Stored entries
□ □ □

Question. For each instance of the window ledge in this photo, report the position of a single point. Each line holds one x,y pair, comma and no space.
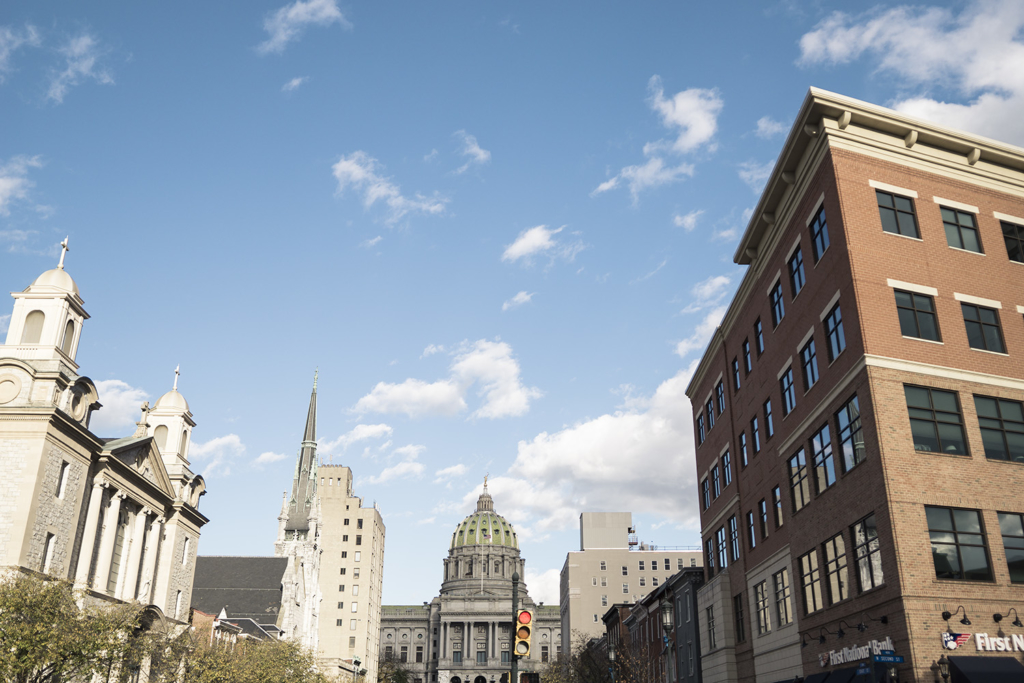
985,350
930,341
968,251
905,237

□ □ □

* ACTION ITEM *
Restate the records word for word and drop the images.

* THE COMPLETED TASK *
Question. For each instance of the window ledge in this photo, report the position of a single point. Each line holds one x,y pair, comma and no space.
985,350
930,341
968,251
905,237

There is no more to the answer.